Natural-language object grounding data:
● ● ● ● ● ● ●

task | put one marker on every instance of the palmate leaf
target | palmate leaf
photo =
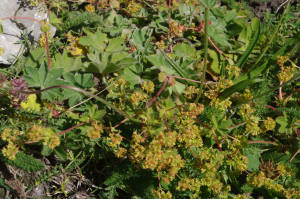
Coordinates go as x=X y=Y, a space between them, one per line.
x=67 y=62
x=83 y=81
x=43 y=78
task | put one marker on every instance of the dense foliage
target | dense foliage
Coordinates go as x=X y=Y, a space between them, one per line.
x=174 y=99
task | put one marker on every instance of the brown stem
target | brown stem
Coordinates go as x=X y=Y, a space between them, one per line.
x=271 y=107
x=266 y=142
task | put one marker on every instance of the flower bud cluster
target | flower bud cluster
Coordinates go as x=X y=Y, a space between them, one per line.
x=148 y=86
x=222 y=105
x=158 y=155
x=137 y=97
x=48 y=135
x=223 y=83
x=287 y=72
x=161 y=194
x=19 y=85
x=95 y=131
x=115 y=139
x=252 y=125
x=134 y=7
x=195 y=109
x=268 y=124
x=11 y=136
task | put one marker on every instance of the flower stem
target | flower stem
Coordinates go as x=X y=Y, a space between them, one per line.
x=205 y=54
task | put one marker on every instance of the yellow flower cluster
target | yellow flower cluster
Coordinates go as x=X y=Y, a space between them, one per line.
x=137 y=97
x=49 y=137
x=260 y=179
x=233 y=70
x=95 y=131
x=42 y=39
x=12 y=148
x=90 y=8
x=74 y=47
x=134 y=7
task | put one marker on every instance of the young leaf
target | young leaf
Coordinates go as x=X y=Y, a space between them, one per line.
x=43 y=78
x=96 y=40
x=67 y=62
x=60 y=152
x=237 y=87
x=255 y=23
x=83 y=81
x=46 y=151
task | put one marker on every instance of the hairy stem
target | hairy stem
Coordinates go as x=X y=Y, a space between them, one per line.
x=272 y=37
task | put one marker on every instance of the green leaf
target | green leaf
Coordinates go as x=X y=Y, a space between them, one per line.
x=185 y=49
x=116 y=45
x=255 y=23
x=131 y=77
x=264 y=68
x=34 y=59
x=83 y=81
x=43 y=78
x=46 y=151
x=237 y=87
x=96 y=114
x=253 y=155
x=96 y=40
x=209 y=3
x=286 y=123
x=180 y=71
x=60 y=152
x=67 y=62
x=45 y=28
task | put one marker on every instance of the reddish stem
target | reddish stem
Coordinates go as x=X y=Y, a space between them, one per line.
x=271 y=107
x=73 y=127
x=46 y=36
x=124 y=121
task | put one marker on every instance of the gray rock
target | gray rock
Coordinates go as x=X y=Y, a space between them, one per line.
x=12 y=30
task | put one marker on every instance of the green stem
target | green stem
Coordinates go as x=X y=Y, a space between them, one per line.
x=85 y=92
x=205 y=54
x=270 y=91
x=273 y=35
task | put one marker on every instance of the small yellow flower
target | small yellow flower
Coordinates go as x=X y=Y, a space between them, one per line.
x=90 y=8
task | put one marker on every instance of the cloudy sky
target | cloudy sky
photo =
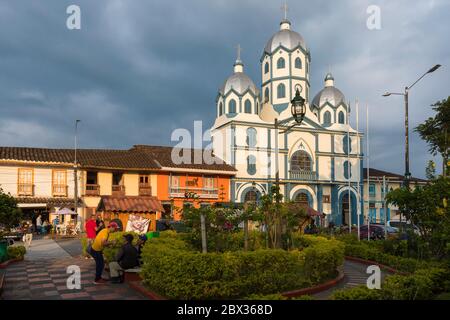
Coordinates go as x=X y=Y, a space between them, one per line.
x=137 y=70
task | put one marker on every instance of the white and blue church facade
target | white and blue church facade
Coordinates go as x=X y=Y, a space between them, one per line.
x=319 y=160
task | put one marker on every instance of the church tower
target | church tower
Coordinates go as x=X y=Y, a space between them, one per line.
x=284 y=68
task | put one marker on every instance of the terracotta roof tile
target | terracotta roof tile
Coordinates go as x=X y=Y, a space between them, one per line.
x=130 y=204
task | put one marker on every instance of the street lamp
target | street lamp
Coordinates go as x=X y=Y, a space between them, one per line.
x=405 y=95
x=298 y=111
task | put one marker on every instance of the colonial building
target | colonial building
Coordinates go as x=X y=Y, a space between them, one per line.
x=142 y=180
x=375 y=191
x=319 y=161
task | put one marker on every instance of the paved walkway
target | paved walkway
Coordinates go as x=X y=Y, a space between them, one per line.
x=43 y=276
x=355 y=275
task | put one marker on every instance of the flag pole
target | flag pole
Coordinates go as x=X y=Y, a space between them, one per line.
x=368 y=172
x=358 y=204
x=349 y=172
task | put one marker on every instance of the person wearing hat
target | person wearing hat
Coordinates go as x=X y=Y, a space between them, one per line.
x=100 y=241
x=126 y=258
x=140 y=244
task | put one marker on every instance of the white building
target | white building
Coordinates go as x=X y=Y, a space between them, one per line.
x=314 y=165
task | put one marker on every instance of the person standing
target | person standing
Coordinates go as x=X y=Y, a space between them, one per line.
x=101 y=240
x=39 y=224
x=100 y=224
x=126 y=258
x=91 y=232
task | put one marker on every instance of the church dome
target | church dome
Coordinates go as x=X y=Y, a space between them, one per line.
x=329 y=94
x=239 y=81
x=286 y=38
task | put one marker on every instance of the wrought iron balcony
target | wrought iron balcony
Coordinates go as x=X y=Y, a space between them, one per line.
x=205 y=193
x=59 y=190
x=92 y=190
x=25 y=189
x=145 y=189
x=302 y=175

● ● ● ● ● ● ●

§ EXERCISE AIM
Lines holding the string "rock" must be copied out of the entries above.

§ SOLUTION TO THIS EXERCISE
task | put one marker on every instance of the gray rock
target | gray rock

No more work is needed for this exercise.